**Text segment:**
[Start of Attachment]
I haven’t been posting much because it seems there just aren’t enough hours in the day. But it’s not that my schedule is too full, it is that I have filled what little free time I do have with some escapism. See, I love to read and when I get into a story I won’t put it down until I’ve read the last page. I tend to be attracted to series, rather than one-offs and that means that I will start a series and won’t put it down until I’m done. Now reading is a good thing unless you take it too far. Well, I take it too far.
I started, about a week ago, the Sookie Stackhouse series (ordered the first 8 books for Kindle). And I’m already on book 7, so I’ve been reading on my lunch hour, reading at night way past my bedtime…you get the picture. Before that I spent every spare moment I had watching True Blood on HBO from the premeir ep all the way through Season 5. Yeah, I’m being obsessive.
It’s not because these stories are “can’t miss” classics, although they are entertaining. It’s more that I’m trying to escape and I need that sometimes. I learned this survival/avoidance technique as a child. No matter what was going on around me, I could pick up a book and it would take me to another world. I could ignore the screaming,the cigarette smoke, the tears, the fighting and the unbearable silence. We didn’t have a lot of books and the closest library was too far to walk to. During the Summer when I did not have access to the school library I was so starved for escape that I would read the old molding set of Encyclopedia Britannica. To this day I can picture some of the illustrations in it. My favorite was the illustration of the human body. There were several transparent pages beginning with the skin, then muscalature, organs, circulatory, bones, nervous system, etc. Of course I found all of this adult information quite fascinating. Looking back I found it strange that no one stopped me because there was stuff in there that was too adult. But then again, I was hardly ever supervised by an adult and, when I was, I was not properly supervised anyway. And if all else failed there was the Bible.
[End of Attachment]
**Record excerpts:**
[Start of Attachment]
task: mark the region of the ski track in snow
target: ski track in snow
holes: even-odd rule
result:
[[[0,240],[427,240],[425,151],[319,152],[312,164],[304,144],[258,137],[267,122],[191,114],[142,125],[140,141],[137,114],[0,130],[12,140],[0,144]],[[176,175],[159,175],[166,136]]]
[End of Attachment]
**Problem set:**
a - Rewrite the paragraph of the reading post that begins "I started, about a week ago" as a short bulleted list, keeping its main facts.
b - According to the reading post, what did the writer read during summers without access to the school library?
c - Proceed with the reading post from its last sentence onward.
The items are separate material, unrelated to the reading post.

**Expected responses:**
a -
- About a week ago I began the Sookie Stackhouse series and ordered the first 8 books for Kindle.
- I'm already on book 7.
- I've been reading at lunch and late into the night.
- Before that, I watched True Blood on HBO from the premiere episode through Season 5 in every spare moment.
- I admit I'm being obsessive.

b - An old set of the Encyclopedia Britannica.

c -
As you can see I’m an old hand with obsessive reading. It’s a pretty hard habit to break, but I tell myself there are much, much worse obsessions than this. I also know that it won’t last forever. The books will end and I will take a break from them. Then I know I will have to face whatever it is that I’m avoiding–usually it’s pain of some kind. I’ve been under a lot of stress and worry lately and I know that is it. I think that is avoidance phase wouldn’t exist or would pass quicker if I had other outlets. Those other outlets, ones I had before becoming a mother, are gone. The saving grace, regardless of whether I’m actually avoiding something or dealing with it head on, is that “this too shall pass”. No feeling is forever, although it may seem like it sometimes.
So, I’ll be patient, finish this “vacation for the mind” and return to facing life’s challenges hopefully recharged. And I’ll blog more too.